━━ Material provided ━━

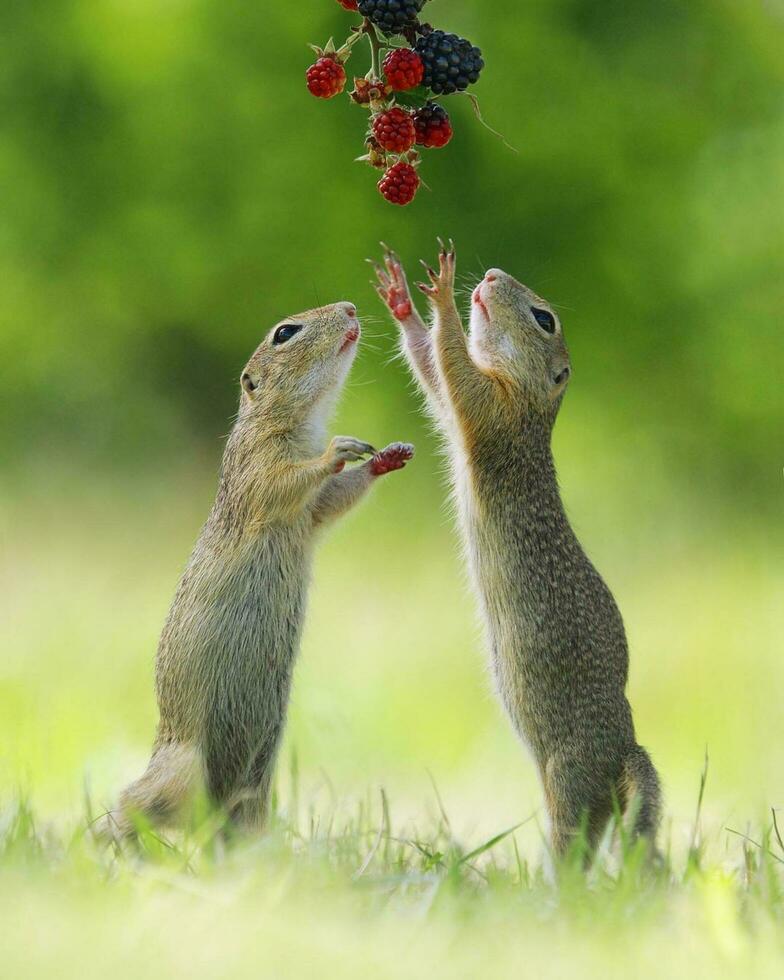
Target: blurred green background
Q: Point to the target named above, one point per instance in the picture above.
(170, 189)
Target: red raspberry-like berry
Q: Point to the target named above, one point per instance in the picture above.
(394, 130)
(432, 125)
(404, 69)
(399, 184)
(326, 78)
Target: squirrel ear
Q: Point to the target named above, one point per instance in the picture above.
(249, 386)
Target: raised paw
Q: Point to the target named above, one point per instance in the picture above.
(394, 457)
(345, 449)
(442, 283)
(392, 286)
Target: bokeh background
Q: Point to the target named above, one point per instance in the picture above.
(170, 189)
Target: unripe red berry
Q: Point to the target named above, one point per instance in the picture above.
(399, 184)
(404, 69)
(326, 78)
(394, 130)
(432, 124)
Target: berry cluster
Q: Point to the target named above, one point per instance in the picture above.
(410, 62)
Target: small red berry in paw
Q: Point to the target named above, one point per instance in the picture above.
(432, 125)
(404, 69)
(394, 457)
(394, 130)
(326, 78)
(399, 184)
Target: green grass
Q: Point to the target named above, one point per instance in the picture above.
(391, 691)
(355, 895)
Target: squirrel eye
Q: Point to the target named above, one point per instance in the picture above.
(286, 332)
(544, 318)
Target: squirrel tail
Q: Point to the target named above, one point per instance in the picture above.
(641, 792)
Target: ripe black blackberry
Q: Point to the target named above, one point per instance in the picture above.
(451, 63)
(391, 16)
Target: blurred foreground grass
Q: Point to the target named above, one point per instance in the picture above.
(391, 692)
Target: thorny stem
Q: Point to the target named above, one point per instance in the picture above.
(375, 46)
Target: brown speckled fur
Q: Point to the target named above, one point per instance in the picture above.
(227, 651)
(557, 642)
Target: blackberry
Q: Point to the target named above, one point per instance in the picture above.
(391, 16)
(451, 63)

━━━

Challenge:
Rewrite all the entries with "squirrel" swapped for "chipmunk" and everything else left as it is. Omit the pictures.

Expected output:
Target: blurred green background
Q: Point to the target named above, one point per instance in the picture above.
(170, 189)
Target: red raspberry-like berry
Q: Point to the target named above, one point per instance in the picture above.
(394, 130)
(432, 125)
(404, 69)
(399, 184)
(326, 78)
Target: chipmunk ear
Q: Point to the target named above, one point per instance in the picture above.
(249, 386)
Target: raised paw
Q: Point to the target named above, one point per instance in the picture above.
(394, 457)
(345, 449)
(442, 283)
(392, 286)
Target: bokeh background
Q: Point to the target named above, one point per instance in the picture above.
(170, 189)
Target: unripe red berry
Q: Point to the target named above, one point per instance in the picture above.
(399, 184)
(404, 69)
(326, 78)
(394, 130)
(432, 124)
Target: berry cluster
Q: Point to the target named above, one point per instance in the picture above.
(410, 62)
Target: small red berry in paw
Q: Point to the target named above, one point per instance in the picture above.
(432, 125)
(404, 69)
(394, 457)
(394, 130)
(326, 78)
(399, 184)
Target: green grass
Q: Point to the target named above, one point per instance in the picture above.
(391, 691)
(355, 895)
Target: chipmunk eye
Q: Point to the target named above, one point per instance in the picture above.
(286, 332)
(544, 318)
Target: chipmunk tail
Q: Point to the target named above, one point per instance in the picture above.
(641, 792)
Target: ripe black blackberry
Q: Point to the target named above, one point per instance in the picture above.
(451, 63)
(391, 16)
Target: blurred foreground grass
Q: Point to the target named above, one point per instance in the picture above.
(391, 692)
Target: thorny stem
Q: Point to the target named above, one point per instance in the picture above.
(375, 46)
Target: brown speckled fur
Q: Point to the target named above, one point per instance in the picture above.
(227, 651)
(557, 642)
Target: blackberry
Q: Point to the target named above, one point per instance in the picture above.
(391, 16)
(451, 63)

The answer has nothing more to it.